- WHAT THE TASK ASKS: Could you rewrite everything from the line containing "pad. Overlapping instances should get separate boxes." down to the line containing "[517,192,569,223]", changing "air conditioning unit" to "water heater" and leaving the rest of those lines as they are?

- EXTRACTED MATERIAL:
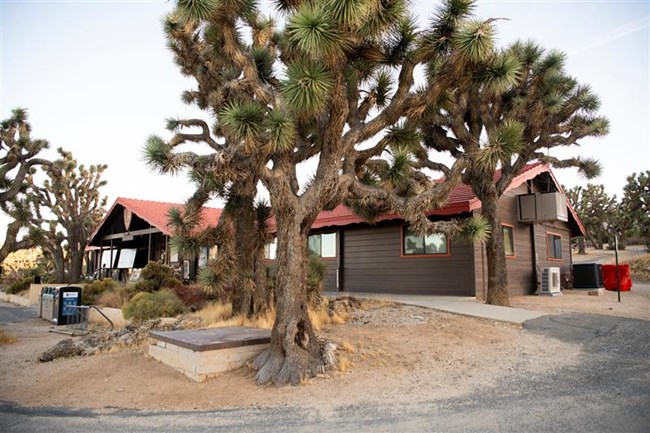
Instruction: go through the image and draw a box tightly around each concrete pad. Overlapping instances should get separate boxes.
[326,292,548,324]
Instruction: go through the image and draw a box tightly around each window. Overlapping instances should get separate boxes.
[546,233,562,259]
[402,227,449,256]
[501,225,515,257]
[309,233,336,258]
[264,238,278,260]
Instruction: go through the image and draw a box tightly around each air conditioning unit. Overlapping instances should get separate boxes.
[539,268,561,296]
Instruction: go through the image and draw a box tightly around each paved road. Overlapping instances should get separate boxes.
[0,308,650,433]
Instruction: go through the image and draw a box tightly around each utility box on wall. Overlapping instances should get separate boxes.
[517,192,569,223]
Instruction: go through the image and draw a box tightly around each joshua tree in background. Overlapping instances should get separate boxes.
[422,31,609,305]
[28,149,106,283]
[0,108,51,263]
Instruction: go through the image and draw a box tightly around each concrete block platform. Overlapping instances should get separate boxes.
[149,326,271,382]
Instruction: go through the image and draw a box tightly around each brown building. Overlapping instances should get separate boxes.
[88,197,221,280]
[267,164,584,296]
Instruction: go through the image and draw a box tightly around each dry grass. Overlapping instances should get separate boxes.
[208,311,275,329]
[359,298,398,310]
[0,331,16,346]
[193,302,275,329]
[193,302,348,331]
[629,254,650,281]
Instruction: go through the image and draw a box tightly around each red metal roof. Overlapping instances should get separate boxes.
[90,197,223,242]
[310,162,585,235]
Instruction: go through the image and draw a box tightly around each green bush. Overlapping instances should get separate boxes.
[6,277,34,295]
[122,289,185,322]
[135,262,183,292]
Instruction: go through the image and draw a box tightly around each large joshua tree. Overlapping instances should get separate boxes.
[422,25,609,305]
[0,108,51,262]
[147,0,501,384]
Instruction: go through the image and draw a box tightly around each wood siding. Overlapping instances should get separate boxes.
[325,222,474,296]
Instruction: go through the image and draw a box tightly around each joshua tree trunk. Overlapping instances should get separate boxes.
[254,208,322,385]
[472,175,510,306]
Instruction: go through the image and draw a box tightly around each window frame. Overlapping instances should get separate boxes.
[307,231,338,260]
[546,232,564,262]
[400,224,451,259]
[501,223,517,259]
...
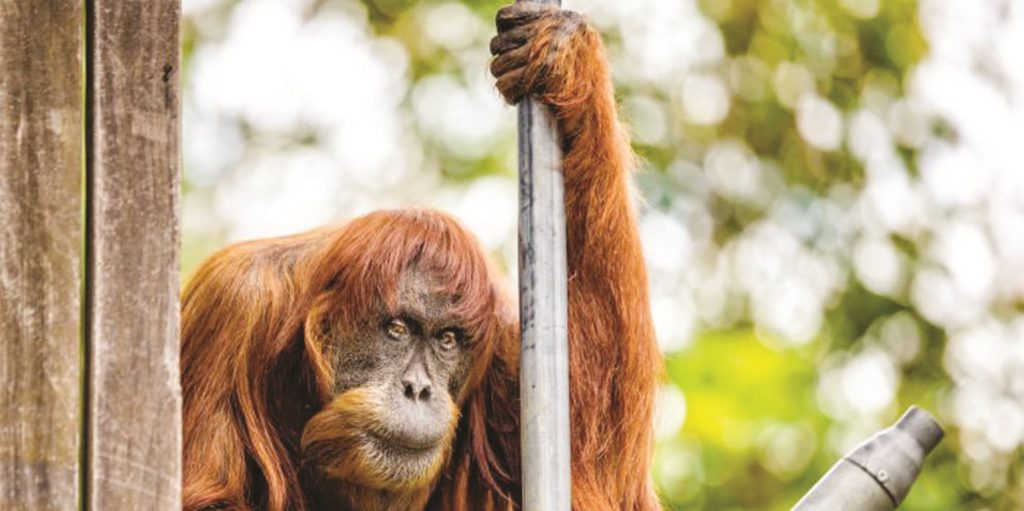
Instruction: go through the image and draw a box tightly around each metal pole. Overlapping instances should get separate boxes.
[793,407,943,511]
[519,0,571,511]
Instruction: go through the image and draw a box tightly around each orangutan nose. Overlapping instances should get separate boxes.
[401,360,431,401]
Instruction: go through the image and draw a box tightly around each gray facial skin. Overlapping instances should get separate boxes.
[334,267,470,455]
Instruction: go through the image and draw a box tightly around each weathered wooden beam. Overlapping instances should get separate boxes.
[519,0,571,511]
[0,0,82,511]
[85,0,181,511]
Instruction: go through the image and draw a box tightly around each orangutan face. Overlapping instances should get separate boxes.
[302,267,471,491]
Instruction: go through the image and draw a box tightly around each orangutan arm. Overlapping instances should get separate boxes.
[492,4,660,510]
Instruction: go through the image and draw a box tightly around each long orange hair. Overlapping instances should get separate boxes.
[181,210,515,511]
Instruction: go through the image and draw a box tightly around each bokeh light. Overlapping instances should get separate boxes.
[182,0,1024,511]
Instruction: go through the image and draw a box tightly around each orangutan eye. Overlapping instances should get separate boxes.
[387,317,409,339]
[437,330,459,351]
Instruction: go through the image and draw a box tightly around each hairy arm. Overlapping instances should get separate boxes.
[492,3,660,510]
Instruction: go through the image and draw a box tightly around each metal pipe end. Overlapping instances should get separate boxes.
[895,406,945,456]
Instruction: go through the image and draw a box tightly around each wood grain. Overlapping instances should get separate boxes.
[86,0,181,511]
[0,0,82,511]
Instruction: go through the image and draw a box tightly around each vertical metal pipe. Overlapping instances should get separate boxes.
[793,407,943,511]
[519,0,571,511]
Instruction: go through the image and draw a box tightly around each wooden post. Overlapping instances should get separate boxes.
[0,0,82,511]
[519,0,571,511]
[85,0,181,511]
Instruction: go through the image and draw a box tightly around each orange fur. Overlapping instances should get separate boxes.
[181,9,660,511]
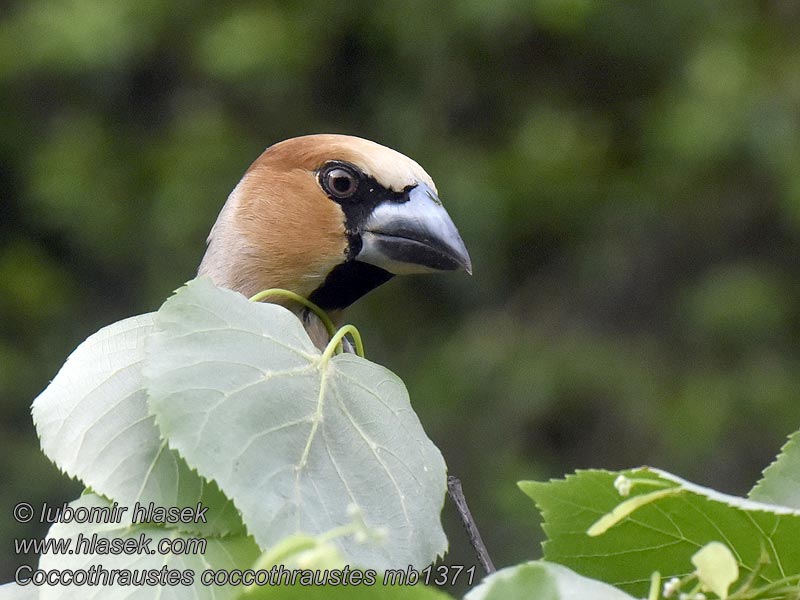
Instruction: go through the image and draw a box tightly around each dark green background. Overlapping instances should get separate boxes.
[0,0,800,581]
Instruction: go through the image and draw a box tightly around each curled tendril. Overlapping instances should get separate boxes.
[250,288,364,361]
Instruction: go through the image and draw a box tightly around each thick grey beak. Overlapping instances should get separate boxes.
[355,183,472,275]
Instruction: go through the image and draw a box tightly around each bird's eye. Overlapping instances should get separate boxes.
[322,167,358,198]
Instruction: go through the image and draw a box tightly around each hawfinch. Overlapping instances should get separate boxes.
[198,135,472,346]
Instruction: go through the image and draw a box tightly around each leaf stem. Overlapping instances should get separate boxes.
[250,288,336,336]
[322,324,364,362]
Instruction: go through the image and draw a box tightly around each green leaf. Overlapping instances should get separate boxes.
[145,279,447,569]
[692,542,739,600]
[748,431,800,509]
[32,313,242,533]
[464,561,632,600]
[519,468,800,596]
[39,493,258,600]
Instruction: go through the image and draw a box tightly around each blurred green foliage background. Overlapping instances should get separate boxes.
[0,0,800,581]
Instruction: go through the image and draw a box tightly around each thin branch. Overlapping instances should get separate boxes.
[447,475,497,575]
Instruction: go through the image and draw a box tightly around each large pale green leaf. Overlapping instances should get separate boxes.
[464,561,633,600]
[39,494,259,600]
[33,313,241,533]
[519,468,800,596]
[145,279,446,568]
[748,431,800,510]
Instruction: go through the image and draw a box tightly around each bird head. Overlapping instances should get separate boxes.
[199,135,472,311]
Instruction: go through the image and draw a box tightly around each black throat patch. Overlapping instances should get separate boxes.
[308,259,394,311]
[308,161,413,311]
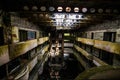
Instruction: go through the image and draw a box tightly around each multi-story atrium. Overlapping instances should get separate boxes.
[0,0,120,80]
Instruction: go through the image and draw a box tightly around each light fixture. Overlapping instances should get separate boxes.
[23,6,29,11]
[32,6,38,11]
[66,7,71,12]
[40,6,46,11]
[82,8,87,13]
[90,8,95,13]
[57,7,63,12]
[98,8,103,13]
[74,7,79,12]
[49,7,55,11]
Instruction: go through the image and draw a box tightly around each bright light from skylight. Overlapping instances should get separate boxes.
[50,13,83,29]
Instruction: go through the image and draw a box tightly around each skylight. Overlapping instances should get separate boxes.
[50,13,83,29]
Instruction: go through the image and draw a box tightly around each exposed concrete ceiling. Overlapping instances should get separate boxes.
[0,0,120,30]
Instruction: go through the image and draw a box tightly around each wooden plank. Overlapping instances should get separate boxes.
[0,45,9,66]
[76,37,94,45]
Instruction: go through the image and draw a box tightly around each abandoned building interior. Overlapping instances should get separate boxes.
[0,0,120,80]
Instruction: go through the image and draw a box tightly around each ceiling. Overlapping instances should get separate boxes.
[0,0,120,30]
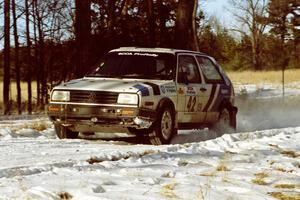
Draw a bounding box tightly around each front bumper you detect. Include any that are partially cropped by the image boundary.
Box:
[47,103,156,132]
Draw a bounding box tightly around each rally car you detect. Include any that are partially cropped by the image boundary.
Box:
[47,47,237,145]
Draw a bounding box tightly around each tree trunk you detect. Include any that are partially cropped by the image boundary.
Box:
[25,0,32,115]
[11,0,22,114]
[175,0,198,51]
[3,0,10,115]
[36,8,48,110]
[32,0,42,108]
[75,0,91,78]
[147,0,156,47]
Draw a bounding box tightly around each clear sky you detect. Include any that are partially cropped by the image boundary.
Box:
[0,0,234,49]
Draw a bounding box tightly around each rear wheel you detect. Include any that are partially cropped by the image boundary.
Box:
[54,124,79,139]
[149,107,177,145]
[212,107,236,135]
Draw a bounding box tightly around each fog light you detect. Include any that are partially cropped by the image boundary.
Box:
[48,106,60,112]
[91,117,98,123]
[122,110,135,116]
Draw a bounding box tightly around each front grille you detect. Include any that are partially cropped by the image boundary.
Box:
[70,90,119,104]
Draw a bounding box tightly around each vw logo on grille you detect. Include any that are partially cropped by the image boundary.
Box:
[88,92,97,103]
---
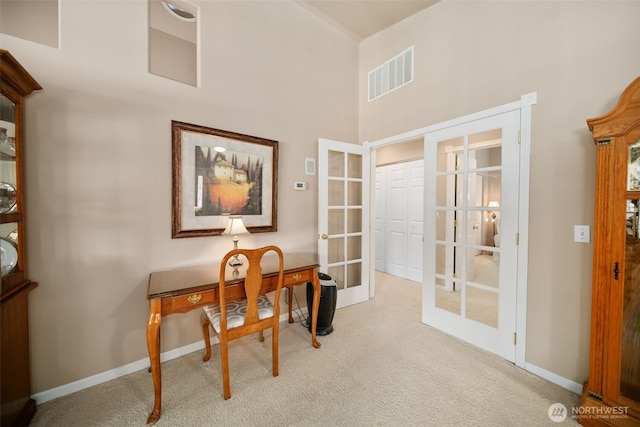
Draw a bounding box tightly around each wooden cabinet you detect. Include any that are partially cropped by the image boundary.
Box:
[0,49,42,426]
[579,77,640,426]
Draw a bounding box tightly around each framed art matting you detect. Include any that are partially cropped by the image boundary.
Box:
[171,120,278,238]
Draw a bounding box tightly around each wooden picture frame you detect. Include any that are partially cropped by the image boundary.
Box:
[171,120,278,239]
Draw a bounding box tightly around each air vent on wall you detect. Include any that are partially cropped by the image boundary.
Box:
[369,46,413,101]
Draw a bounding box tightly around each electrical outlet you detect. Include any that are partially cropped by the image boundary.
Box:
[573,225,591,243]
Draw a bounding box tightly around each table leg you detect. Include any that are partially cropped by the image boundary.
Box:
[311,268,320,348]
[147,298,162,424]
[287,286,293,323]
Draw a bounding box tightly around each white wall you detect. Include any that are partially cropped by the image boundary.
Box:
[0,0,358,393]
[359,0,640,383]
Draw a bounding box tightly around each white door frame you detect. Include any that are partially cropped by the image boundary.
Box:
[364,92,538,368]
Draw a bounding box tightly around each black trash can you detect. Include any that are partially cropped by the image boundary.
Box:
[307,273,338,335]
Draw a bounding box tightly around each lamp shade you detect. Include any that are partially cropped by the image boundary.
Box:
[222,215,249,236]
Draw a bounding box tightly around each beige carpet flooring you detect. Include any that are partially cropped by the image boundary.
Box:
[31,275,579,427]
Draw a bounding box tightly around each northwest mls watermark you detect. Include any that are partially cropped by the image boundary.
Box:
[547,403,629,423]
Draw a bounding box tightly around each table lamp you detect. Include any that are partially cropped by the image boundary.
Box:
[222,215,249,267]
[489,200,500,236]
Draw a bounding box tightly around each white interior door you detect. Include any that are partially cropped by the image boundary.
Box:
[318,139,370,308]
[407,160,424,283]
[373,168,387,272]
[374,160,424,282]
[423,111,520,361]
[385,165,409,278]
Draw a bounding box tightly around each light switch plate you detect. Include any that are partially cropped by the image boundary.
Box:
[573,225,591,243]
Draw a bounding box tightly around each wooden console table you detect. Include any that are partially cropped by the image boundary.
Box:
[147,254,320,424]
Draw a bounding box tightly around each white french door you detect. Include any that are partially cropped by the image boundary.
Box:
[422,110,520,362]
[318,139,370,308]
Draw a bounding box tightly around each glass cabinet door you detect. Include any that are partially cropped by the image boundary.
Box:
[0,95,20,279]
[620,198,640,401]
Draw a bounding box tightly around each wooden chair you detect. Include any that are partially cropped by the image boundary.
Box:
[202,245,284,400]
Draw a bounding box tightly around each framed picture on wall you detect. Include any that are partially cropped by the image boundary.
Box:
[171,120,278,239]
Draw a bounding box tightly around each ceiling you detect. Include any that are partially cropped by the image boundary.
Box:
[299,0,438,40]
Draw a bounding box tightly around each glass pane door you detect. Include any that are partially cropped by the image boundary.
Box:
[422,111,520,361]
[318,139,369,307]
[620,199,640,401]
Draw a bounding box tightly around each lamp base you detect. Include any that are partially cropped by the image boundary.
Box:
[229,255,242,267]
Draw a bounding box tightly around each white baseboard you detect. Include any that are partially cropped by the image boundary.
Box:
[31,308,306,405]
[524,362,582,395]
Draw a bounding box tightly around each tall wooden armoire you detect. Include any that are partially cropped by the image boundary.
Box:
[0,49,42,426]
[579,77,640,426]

- EXERCISE ANSWER:
Instruction: go through the image and draw a box tightly around each concrete pad. Overlapping instances should get separate boxes.
[326,292,548,324]
Instruction: go through the image and draw a box tightly around each window. Overlapping instances should get separate boxes.
[546,233,562,259]
[402,227,449,256]
[501,225,515,257]
[309,233,336,258]
[264,238,278,260]
Instruction: go through the image and draw a box tightly around each water heater. Overlapping instances should get separate boxes.
[539,268,561,296]
Instruction: go through the image and draw a box tightly around each paved road. Overlapping instances should get separate boxes.
[0,308,650,433]
Instruction: go through the image and draw a box tightly around each utility box on wall. Overlapping instances should get separate boxes.
[517,192,569,223]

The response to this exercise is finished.